**Text segment**
————

Peter Max F. Sichel (born September 12, 1922) is a German-American wine merchant and former operative of US secret services, who worked for the  Blue Nun wine brand, for a while the largest international wine brand in the world. Prior to this he ran the CIA's operations in Berlin during the early stages of the Cold War.

Biography

Early life
Sichel was born in Mainz, Germany, in September 1922, in to a Jewish family, where his grandfather's family wine business, H. Sichel Söhne had been established in 1837. He was educated in Germany and then in 1935 was sent to be educated in England. He attended St Cyprian's School and Stowe School. While he was at school in England, his parents escaped from Nazi Germany on a ruse, and the family settled in France. The firm had offices in London and Bordeaux, and at the start of World War II, while he was apprenticed to the Bordeaux firm, he was interned as he was German.

Service with the CIA
Sichel escaped to the USA via Portugal and Spain and join the US Army a week after the bombing of Pearl Harbor, and worked at the US Office of Strategic Services, running agents in Germany for which he was given the Distinguished Intelligence Medal. Shortly after the War, he was sent to Berlin to head the secret Strategic Services Unit. He reported in early 1946 on the methods the Soviets were using to control the political parties in the Russian sector of Germany (which became East Germany).

Sichel continued to work for the Central Intelligence Agency in Berlin, Washington and Hong Kong until 1960, when he left, saying "I left because the CIA did things I didn’t like, such as send people into the Ukraine to work in fabricated resistance groups. They were potentially being sent to their deaths. I made a huge fuss."

————

**Task to complete**
Can you transcribe the passage of the Sichel biography that starts at the words "Peter Max F." and ends after the words "the Cold War."? The listing after the Sichel biography is separate material.

————

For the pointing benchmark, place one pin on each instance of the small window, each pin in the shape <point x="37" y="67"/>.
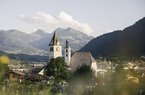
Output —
<point x="51" y="48"/>
<point x="66" y="55"/>
<point x="66" y="50"/>
<point x="57" y="49"/>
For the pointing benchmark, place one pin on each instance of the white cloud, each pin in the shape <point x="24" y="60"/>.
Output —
<point x="49" y="22"/>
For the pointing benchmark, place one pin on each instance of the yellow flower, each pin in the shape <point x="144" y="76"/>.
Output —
<point x="4" y="59"/>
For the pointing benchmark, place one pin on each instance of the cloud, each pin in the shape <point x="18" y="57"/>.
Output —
<point x="49" y="22"/>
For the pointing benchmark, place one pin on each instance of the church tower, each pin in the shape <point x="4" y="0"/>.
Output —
<point x="55" y="48"/>
<point x="67" y="53"/>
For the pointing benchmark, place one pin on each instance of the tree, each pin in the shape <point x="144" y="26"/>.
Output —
<point x="57" y="68"/>
<point x="4" y="60"/>
<point x="85" y="75"/>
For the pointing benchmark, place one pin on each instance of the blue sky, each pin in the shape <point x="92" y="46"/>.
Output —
<point x="93" y="17"/>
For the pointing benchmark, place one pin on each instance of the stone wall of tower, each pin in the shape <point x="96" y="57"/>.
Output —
<point x="67" y="55"/>
<point x="55" y="51"/>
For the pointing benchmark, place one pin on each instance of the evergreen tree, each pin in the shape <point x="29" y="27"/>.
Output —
<point x="57" y="68"/>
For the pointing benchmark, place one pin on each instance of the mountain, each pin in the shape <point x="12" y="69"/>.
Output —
<point x="76" y="38"/>
<point x="127" y="42"/>
<point x="14" y="41"/>
<point x="36" y="43"/>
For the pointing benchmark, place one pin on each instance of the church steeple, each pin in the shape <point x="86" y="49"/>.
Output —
<point x="67" y="53"/>
<point x="54" y="40"/>
<point x="55" y="48"/>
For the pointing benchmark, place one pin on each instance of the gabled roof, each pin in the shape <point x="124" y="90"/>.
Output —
<point x="67" y="44"/>
<point x="54" y="40"/>
<point x="80" y="58"/>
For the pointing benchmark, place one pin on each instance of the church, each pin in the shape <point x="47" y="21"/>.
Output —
<point x="73" y="61"/>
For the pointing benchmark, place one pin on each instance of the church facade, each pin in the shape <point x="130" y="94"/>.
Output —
<point x="73" y="61"/>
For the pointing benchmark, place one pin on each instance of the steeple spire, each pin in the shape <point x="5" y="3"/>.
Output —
<point x="54" y="40"/>
<point x="67" y="44"/>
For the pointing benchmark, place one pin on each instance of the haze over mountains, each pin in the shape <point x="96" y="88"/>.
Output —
<point x="127" y="42"/>
<point x="36" y="43"/>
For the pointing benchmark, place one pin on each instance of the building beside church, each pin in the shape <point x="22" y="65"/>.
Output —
<point x="55" y="48"/>
<point x="73" y="61"/>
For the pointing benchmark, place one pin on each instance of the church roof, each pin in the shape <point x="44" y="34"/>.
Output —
<point x="80" y="58"/>
<point x="54" y="40"/>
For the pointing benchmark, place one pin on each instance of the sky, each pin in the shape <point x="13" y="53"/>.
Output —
<point x="93" y="17"/>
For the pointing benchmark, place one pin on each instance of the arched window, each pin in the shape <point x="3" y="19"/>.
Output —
<point x="57" y="49"/>
<point x="51" y="48"/>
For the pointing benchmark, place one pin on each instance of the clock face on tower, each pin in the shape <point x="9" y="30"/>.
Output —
<point x="57" y="49"/>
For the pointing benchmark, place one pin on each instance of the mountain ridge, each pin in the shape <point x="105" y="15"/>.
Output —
<point x="127" y="42"/>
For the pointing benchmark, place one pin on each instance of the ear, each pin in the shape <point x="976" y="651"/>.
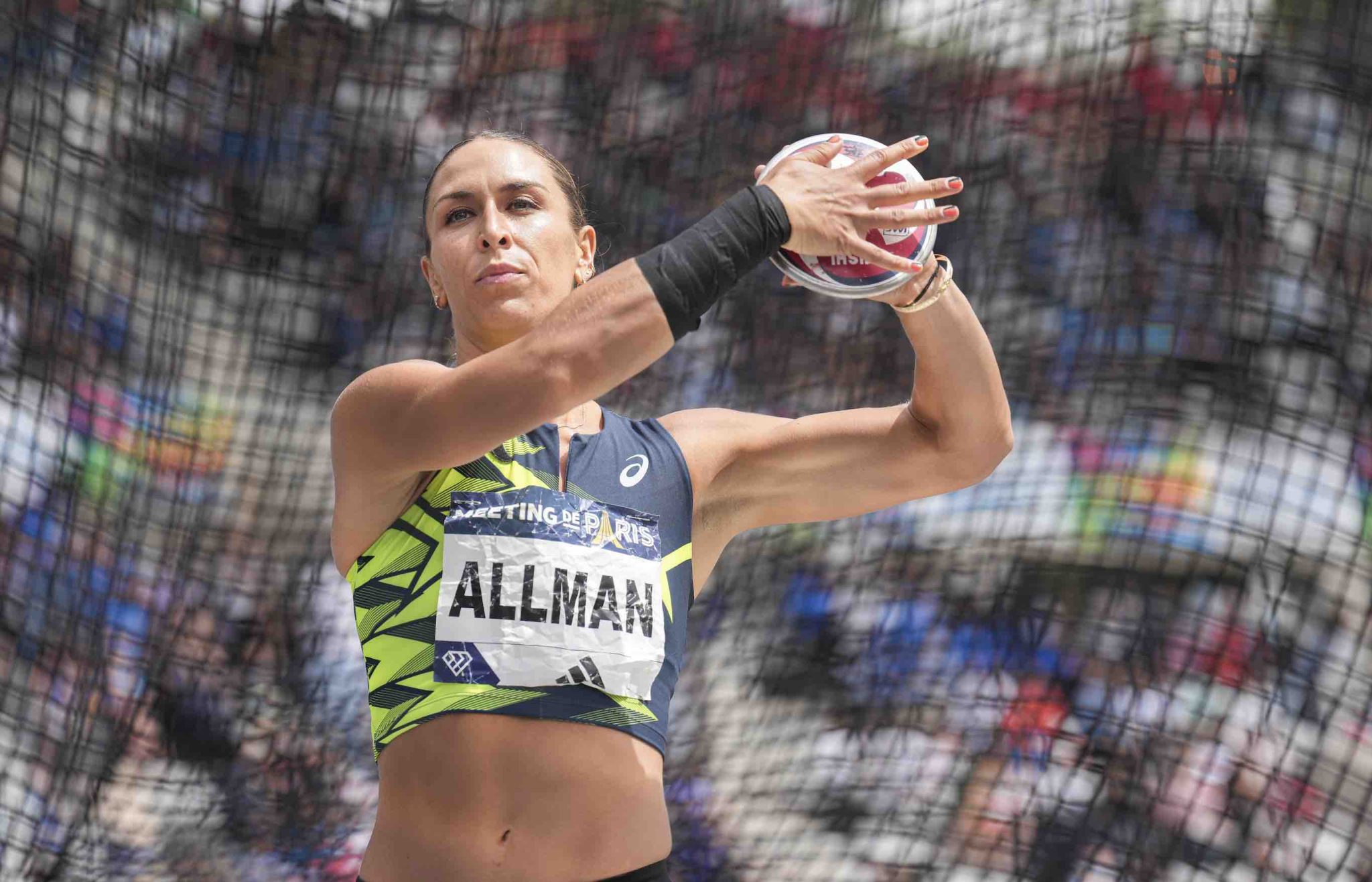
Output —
<point x="586" y="251"/>
<point x="437" y="291"/>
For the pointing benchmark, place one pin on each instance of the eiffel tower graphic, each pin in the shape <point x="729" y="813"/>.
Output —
<point x="606" y="534"/>
<point x="582" y="672"/>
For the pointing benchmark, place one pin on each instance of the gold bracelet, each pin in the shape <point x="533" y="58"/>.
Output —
<point x="918" y="304"/>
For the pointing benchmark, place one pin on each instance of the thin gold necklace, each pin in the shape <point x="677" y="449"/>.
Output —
<point x="581" y="414"/>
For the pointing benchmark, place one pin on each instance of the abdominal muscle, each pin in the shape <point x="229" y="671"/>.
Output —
<point x="476" y="798"/>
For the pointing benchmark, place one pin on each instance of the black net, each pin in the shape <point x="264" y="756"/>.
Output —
<point x="1138" y="651"/>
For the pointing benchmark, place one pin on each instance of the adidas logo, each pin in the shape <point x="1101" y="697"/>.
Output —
<point x="586" y="671"/>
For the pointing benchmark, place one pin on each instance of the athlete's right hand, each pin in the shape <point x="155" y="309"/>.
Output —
<point x="832" y="210"/>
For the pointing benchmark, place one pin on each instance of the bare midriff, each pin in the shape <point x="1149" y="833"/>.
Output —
<point x="476" y="798"/>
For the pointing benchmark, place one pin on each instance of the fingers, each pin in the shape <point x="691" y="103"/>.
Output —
<point x="895" y="218"/>
<point x="907" y="192"/>
<point x="885" y="259"/>
<point x="821" y="153"/>
<point x="877" y="161"/>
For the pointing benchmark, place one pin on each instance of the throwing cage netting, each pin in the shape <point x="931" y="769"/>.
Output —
<point x="1139" y="651"/>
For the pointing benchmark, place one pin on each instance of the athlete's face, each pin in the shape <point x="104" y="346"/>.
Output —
<point x="502" y="247"/>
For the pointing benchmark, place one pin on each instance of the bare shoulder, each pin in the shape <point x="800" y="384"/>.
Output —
<point x="382" y="385"/>
<point x="713" y="430"/>
<point x="709" y="436"/>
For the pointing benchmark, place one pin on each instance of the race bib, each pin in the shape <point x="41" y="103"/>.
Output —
<point x="547" y="589"/>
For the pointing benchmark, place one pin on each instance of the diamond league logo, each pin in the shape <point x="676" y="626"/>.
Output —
<point x="458" y="660"/>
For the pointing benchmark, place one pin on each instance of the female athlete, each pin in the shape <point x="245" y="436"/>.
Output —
<point x="523" y="560"/>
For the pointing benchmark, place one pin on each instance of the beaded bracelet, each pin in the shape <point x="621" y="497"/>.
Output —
<point x="918" y="304"/>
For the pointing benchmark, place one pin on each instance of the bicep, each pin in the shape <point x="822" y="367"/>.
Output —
<point x="417" y="416"/>
<point x="762" y="471"/>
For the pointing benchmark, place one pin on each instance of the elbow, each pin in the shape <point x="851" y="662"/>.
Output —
<point x="983" y="458"/>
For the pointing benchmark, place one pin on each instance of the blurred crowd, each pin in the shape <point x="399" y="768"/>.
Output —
<point x="210" y="223"/>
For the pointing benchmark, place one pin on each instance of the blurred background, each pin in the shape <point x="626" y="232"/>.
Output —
<point x="1139" y="651"/>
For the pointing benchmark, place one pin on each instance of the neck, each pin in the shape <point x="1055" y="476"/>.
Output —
<point x="586" y="416"/>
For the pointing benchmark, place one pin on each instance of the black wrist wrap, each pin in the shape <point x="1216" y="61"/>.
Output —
<point x="691" y="272"/>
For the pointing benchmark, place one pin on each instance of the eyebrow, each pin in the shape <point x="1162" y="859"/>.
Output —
<point x="505" y="188"/>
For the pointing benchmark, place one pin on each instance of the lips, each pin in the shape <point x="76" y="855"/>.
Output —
<point x="496" y="272"/>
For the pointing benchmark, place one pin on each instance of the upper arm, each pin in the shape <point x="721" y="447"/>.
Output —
<point x="415" y="416"/>
<point x="755" y="469"/>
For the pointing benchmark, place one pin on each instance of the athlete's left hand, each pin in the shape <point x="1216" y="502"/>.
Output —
<point x="935" y="188"/>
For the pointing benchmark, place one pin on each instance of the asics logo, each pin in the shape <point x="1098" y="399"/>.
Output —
<point x="634" y="471"/>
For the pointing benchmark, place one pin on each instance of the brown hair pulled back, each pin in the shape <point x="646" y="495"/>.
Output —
<point x="560" y="173"/>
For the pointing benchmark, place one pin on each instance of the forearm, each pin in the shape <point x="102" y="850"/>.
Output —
<point x="604" y="332"/>
<point x="957" y="390"/>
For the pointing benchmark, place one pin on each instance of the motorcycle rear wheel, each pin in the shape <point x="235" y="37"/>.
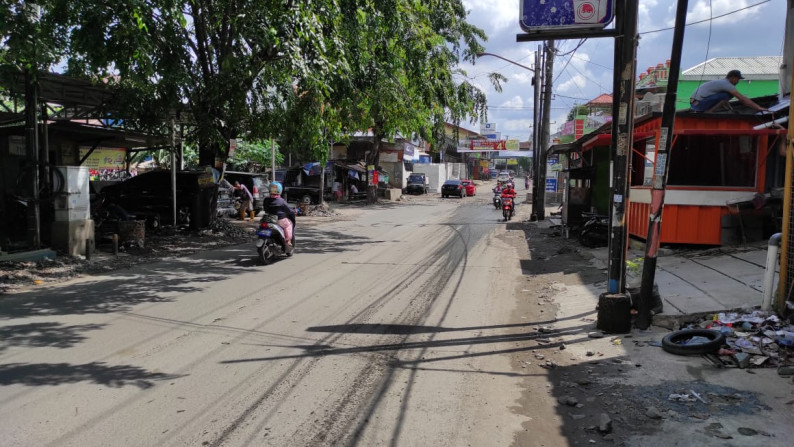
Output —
<point x="266" y="255"/>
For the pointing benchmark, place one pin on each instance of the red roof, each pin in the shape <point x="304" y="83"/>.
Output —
<point x="603" y="98"/>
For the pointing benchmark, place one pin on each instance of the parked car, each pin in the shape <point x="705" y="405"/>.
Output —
<point x="503" y="177"/>
<point x="453" y="188"/>
<point x="226" y="206"/>
<point x="469" y="187"/>
<point x="147" y="196"/>
<point x="256" y="182"/>
<point x="417" y="184"/>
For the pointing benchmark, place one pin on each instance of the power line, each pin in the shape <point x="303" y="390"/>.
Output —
<point x="710" y="18"/>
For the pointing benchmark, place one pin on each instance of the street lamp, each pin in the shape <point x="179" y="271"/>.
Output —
<point x="536" y="191"/>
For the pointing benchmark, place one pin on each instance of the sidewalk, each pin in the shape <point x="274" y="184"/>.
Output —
<point x="698" y="281"/>
<point x="624" y="389"/>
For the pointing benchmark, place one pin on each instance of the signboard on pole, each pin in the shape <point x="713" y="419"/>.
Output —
<point x="537" y="15"/>
<point x="486" y="128"/>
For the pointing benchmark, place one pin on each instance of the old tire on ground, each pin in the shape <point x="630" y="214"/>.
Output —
<point x="672" y="342"/>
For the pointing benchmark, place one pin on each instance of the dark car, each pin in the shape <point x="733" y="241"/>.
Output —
<point x="453" y="188"/>
<point x="417" y="184"/>
<point x="469" y="186"/>
<point x="226" y="199"/>
<point x="148" y="196"/>
<point x="256" y="182"/>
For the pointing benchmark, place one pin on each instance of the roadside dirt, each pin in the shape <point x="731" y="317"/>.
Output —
<point x="166" y="243"/>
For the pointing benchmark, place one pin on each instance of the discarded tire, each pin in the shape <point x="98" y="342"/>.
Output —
<point x="674" y="342"/>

————

**Written answer**
Peter Max F. Sichel (born September 12, 1922) is a German-American wine merchant and former operative of US secret services, who worked for the  Blue Nun wine brand, for a while the largest international wine brand in the world. Prior to this he ran the CIA's operations in Berlin during the early stages of the Cold War.